• Problem description:
Each record below should appear again exactly as written.

********************

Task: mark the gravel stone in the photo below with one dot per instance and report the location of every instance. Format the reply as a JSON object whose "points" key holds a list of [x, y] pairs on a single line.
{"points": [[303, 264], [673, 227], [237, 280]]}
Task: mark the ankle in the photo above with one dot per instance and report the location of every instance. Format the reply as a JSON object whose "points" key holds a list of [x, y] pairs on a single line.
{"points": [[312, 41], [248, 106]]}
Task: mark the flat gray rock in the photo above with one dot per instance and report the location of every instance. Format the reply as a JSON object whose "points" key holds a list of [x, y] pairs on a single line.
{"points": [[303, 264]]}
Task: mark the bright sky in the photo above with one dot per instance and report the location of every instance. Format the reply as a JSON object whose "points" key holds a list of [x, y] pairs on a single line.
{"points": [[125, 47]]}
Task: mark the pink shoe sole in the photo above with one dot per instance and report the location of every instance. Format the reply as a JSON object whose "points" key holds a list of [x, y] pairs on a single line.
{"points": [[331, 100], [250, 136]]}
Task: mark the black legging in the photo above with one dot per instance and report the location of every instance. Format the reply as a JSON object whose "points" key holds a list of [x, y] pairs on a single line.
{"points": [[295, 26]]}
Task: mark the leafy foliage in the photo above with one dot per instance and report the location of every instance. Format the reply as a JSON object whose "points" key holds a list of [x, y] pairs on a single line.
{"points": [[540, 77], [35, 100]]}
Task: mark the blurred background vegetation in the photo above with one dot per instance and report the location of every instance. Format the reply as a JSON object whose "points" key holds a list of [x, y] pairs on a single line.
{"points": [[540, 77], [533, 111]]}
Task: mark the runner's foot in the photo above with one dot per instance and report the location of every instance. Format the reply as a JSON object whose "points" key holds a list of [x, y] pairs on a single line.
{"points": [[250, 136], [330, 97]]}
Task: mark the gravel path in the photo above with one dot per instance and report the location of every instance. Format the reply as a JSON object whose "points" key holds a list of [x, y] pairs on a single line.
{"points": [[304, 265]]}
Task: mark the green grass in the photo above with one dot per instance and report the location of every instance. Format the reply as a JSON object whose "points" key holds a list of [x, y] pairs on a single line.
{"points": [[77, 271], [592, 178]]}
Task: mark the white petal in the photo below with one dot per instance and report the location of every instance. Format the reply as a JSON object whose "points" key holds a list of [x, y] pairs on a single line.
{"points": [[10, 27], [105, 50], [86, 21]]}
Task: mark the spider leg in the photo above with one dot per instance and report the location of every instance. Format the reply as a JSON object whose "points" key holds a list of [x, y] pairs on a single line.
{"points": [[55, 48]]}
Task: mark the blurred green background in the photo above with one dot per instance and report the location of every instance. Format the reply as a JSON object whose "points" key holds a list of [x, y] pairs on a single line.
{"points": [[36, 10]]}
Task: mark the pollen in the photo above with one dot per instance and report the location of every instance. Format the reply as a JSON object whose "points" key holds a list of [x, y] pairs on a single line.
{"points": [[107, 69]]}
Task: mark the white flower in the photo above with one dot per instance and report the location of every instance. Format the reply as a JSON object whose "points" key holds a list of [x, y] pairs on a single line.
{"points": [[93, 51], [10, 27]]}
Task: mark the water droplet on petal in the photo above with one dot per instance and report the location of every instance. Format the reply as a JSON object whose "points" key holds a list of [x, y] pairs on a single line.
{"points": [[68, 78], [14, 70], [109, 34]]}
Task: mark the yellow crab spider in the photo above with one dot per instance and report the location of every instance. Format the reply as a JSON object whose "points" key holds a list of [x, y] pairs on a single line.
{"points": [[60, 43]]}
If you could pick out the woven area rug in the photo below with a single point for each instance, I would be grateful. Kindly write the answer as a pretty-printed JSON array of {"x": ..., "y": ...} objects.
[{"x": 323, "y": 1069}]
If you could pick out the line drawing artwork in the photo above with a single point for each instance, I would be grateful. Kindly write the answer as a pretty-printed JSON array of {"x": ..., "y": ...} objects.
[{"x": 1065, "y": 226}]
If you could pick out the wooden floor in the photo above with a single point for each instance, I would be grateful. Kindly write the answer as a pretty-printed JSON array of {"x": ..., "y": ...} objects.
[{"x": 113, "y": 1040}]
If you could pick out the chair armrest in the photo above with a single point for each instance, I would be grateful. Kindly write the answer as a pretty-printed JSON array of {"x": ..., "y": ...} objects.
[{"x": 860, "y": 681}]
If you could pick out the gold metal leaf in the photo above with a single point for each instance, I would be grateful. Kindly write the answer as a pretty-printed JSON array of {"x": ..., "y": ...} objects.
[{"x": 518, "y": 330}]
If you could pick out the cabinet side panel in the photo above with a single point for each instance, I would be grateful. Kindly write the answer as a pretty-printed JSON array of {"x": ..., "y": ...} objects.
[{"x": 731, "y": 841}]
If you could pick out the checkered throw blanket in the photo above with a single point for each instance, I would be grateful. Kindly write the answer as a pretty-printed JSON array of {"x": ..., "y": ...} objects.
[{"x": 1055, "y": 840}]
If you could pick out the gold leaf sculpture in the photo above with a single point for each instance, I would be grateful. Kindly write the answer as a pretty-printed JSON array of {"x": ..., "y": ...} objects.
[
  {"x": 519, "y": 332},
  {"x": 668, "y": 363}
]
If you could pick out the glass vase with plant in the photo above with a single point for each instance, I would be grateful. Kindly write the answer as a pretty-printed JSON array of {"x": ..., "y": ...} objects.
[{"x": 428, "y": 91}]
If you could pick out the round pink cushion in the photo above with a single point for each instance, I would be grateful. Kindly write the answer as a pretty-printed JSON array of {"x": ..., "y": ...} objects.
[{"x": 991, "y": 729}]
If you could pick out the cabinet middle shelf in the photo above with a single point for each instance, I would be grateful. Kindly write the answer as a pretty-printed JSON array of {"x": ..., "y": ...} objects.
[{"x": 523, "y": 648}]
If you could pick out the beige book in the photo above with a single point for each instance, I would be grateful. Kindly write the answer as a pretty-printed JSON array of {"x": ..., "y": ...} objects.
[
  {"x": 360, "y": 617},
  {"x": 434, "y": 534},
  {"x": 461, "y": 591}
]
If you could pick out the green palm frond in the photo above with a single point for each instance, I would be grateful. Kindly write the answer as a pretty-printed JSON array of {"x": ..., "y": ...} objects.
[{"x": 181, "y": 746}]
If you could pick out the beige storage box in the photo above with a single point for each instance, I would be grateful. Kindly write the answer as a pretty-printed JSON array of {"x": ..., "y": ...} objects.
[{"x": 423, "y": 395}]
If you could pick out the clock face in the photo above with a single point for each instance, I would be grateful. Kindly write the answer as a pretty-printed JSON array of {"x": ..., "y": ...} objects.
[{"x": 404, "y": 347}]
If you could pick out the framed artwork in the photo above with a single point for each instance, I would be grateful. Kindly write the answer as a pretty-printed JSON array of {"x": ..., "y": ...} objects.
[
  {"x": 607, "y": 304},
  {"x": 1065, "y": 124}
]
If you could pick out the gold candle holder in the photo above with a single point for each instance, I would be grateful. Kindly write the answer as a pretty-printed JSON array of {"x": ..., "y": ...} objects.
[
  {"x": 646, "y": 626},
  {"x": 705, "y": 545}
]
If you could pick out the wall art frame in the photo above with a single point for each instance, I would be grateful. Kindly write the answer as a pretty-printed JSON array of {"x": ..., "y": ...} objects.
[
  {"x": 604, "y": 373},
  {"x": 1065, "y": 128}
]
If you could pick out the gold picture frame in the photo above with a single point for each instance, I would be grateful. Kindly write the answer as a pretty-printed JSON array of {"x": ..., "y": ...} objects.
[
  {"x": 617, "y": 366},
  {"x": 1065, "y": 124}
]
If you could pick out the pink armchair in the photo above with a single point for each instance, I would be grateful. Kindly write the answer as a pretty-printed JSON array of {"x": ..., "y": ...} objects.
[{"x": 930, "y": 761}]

********************

• Worked solution:
Task: mark the gravel stone in the photo below with one dot per instance and report the location of every instance. Format the reply as a JSON object whose "points" key holds a list of [x, y] pairs on a single line.
{"points": [[303, 264], [673, 227], [237, 280]]}
Task: mark the ankle in the photo above with one dot per instance and report the location of every instance. Format the reply as a JSON object whose "points" key holds a list of [x, y] pairs on a single line.
{"points": [[312, 41], [248, 106]]}
Task: mark the flat gray rock in the photo above with one dot per instance and report the location of every instance. Format the reply as a JSON object whose "points" key holds a list of [x, y] pairs on a single line.
{"points": [[303, 264]]}
Task: mark the bright sky in the photo above with one dot per instance and report the location of every instance. Format the reply as a JSON object whose "points" key holds a list of [x, y] pairs on a single line.
{"points": [[125, 47]]}
Task: mark the pink shoe sole in the photo above with one dot per instance and report the location of every instance. Format the reply as a JSON object whose "points" key holds a list of [x, y] pairs on a single line.
{"points": [[331, 100], [250, 136]]}
Task: mark the black legging in the photo above with one dot per instance and report the location of every instance. Format the reply as a JSON object whose "points" key holds a list of [x, y] pairs on a single line.
{"points": [[295, 26]]}
Task: mark the leafy foliage in the photo above with one dot per instance and report the location of every instance. Format the reply as a JSON object whose "points" key holds a list of [x, y] pairs on a single line.
{"points": [[540, 77], [35, 100]]}
Task: mark the blurred background vegetation in the photo above with one dot per instance and report the location of every instance. Format the reply as a JSON object whose "points" key holds a list of [x, y] pairs on a single line.
{"points": [[540, 77], [533, 111]]}
Task: mark the runner's foot in the photo above with one dot per instance and report the location of every instance. Format the reply as a JSON object whose "points" key holds a list of [x, y] pairs on a single line.
{"points": [[250, 136], [330, 97]]}
Task: mark the gravel path in the photo above with one dot per instance and report the location of every instance. Format the reply as a JSON object whose "points" key holds a list of [x, y] pairs on a single line.
{"points": [[304, 265]]}
Task: mark the green grass in the photo above with one dot per instance and report the location of every instance. Format the reply as a JSON object whose "points" key holds a list of [x, y] pairs on a single line.
{"points": [[77, 271], [592, 178]]}
Task: mark the white petal in the photo below with one dot per instance and report the location of every instance. Format the reply as a JSON object whose "points" key holds a list of [x, y] pairs on a single line.
{"points": [[10, 27], [105, 50], [86, 21]]}
Task: mark the spider leg in the photo above with one dot per instance and report the location of every instance. Format the reply as a JSON object whose "points" key holds a list of [x, y] pairs on a single line.
{"points": [[55, 48]]}
Task: mark the blurred green background in the photo above with one dot per instance and report the location of every instance. Format the reply as a JSON object whose "points" key holds a list of [x, y] pairs on a single line.
{"points": [[36, 10]]}
Task: mark the pollen in the photo above with one dot per instance and report the location of every instance. Format the reply as a JSON object whose "points" key holds a list of [x, y] pairs on a single line.
{"points": [[107, 69]]}
Task: mark the white flower in the photo above with one dot per instance and report the location of every instance. Format the reply as a JSON object whose "points" key holds a list of [x, y] pairs on a single line.
{"points": [[93, 51], [10, 27]]}
Task: mark the water droplet on petal in the photo above with one dot per instance and report the location of every instance. Format the reply as a JSON object whose "points" key holds a list of [x, y] pairs on a single line.
{"points": [[68, 78], [14, 70], [109, 34]]}
Task: mark the yellow crab spider in the photo above with one dot per instance and report the location of every instance. Format the reply as a JSON object whose "points" key holds a list of [x, y] pairs on a single line.
{"points": [[60, 43]]}
If you could pick out the woven area rug in the photo below with a single point for each instance, I would be grateful. Kindly write the answer as a pretty-printed JSON array of {"x": ..., "y": ...} objects.
[{"x": 323, "y": 1069}]
If you could pick out the line drawing artwork in the photo above with a single point for each instance, I would be grateful. Kindly write the answer as a pretty-printed JSON array of {"x": ..., "y": ...} objects.
[{"x": 1065, "y": 226}]
If you could pick out the wooden floor in the photo above with a single point for each instance, I would be grateful. Kindly write the answer as a pretty-printed JSON array of {"x": ..., "y": ...} objects.
[{"x": 113, "y": 1040}]
If you could pick out the chair armrest in the photo above with a single point for each instance, I would be grateful. Kindly write the answer as a pretty-printed JSON array of {"x": ..., "y": ...} objects.
[{"x": 860, "y": 681}]
If you could pick out the gold metal leaf in the photo above with a single point for each instance, I would be grateful. Kindly write the answer as a pretty-printed JSON array of {"x": ..., "y": ...} objects.
[{"x": 518, "y": 330}]
If you could pick out the cabinet side panel in the photo above with a single point for each instance, I would be grateful. Kindly write the answer as a pretty-printed JSON array of {"x": ..., "y": ...} objects.
[{"x": 731, "y": 841}]
If you could pick out the checkered throw blanket in the photo above with a single point for each instance, I would be grateful. Kindly write the answer as a pretty-printed JSON array of {"x": ..., "y": ...} objects.
[{"x": 1055, "y": 840}]
If you could pick out the gold leaf sculpture in the photo above with a single point for each instance, I would be grateful. Kindly write the answer as a pretty-printed JSON array of {"x": ..., "y": ...} objects.
[
  {"x": 519, "y": 332},
  {"x": 668, "y": 363}
]
If you could pick out the glass vase with plant in the photo above with a single point for each instance, I would be grateful. Kindly write the answer as a pretty-printed JSON array of {"x": ..., "y": ...} objects.
[{"x": 428, "y": 91}]
If you could pick out the round pink cushion in the photo above with a single point for each instance, I would be grateful. Kindly write the answer as a pretty-printed JSON array of {"x": ..., "y": ...} objects.
[{"x": 991, "y": 729}]
If you could pick out the cabinet middle shelf in the photo above with a single point for each instance, I would be grateful. Kindly write the answer as a pretty-printed JSON array of {"x": ..., "y": ...} objects.
[{"x": 523, "y": 648}]
If you could pick out the beige book in the photo above with a single point for each instance, I would be grateful. Kindly write the answer as a pretty-printed JSON array of {"x": ..., "y": ...} objects.
[
  {"x": 360, "y": 617},
  {"x": 434, "y": 534},
  {"x": 461, "y": 591}
]
If you could pick out the green palm frond in the photo above with a single point for each instance, I would be grateful. Kindly write the answer as a pretty-printed JSON array of {"x": ..., "y": ...} objects.
[{"x": 181, "y": 746}]
If you could pick out the beige storage box in the photo above with a single point for each instance, I would be grateful. Kindly write the answer as a pretty-printed JSON array of {"x": ..., "y": ...} objects.
[{"x": 423, "y": 395}]
If you could pick out the clock face in the photo above with a single point for each instance, I would be grateful. Kindly write the answer as a pretty-printed JSON array of {"x": ..., "y": ...} objects.
[{"x": 404, "y": 347}]
If you could pick out the framed artwork in the photo above with a single point for each instance, I would be grateful. Kindly write the answer as a pretty-printed JSON array of {"x": ..., "y": ...} objects.
[
  {"x": 607, "y": 304},
  {"x": 1065, "y": 124}
]
If you could pick out the gold candle holder in the photo above with a single point for each instance, I would be grateful. Kindly write the answer as a pretty-printed JSON array of {"x": ..., "y": ...} objects.
[
  {"x": 646, "y": 626},
  {"x": 705, "y": 545}
]
If you could pick out the wall art frame in the photo above with a single point for each instance, I would be grateful. Kindly write the answer as a pretty-printed JSON array of {"x": ..., "y": ...} objects.
[
  {"x": 604, "y": 373},
  {"x": 1065, "y": 128}
]
If you could pick out the gold picture frame in the photo above with a single point for each instance, I would be grateful. Kindly write the answer as a pretty-printed JSON array of {"x": ..., "y": ...} objects.
[
  {"x": 617, "y": 366},
  {"x": 1065, "y": 124}
]
If you could pick out the pink armchair in the photo above with a single point for each instance, I would be grateful. Kindly write the answer as a pretty-printed JSON array of {"x": ..., "y": ...} objects.
[{"x": 930, "y": 761}]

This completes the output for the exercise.